§ Data for this task
________

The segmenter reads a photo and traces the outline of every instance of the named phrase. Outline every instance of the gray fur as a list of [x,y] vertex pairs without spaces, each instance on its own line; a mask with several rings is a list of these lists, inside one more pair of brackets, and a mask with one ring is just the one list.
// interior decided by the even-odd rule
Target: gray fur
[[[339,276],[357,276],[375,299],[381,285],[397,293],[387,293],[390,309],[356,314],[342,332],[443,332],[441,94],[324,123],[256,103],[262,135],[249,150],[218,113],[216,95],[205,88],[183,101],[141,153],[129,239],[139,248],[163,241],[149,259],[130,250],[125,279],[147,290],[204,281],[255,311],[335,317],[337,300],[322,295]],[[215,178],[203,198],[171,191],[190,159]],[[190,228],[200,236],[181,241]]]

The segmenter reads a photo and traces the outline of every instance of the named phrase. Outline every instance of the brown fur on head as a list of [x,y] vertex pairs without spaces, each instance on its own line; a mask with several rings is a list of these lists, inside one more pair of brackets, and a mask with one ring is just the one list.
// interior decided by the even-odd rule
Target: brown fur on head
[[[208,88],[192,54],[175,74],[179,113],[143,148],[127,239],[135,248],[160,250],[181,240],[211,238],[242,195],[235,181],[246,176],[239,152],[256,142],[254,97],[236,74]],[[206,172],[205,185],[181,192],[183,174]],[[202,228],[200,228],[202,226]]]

________

§ Problem to solve
Copy the data above line for line, without changing anything.

§ Task solution
The segmenter reads a photo and traces the outline of every instance of the named phrase. Outline every instance of the gray fur as a list of [x,y] vertex pairs without spaces, each instance on its own line; a mask with several rings is a list of these lists, inside one more pair of brackets, and a mask with one ring is just the one list.
// interior decided by the even-odd rule
Target: gray fur
[[[339,276],[357,276],[375,299],[381,285],[397,293],[387,293],[390,309],[356,314],[342,332],[443,332],[441,94],[324,123],[256,103],[262,135],[249,150],[218,113],[216,95],[205,88],[183,101],[141,153],[129,239],[139,248],[163,241],[149,259],[130,250],[125,279],[147,290],[204,281],[255,311],[335,317],[337,300],[322,295]],[[215,178],[203,198],[171,191],[190,159]],[[190,228],[200,236],[181,241]]]

The segmenter reads a photo and traces the outline of every instance of the named phrase. Outline every instance of the brown fur on head as a list of [x,y] vertex pairs without spaces, each instance on its own line; a mask with several rings is a list of these lists, inside one more pair of brackets, and a mask with one ring is just the one list.
// interior decided by the even-odd rule
Target: brown fur on head
[[[208,88],[192,54],[175,74],[179,113],[143,148],[127,239],[135,248],[160,250],[181,240],[211,238],[242,195],[235,181],[246,176],[239,152],[256,142],[254,97],[236,74]],[[206,172],[205,185],[181,192],[183,174]],[[202,228],[200,228],[202,226]]]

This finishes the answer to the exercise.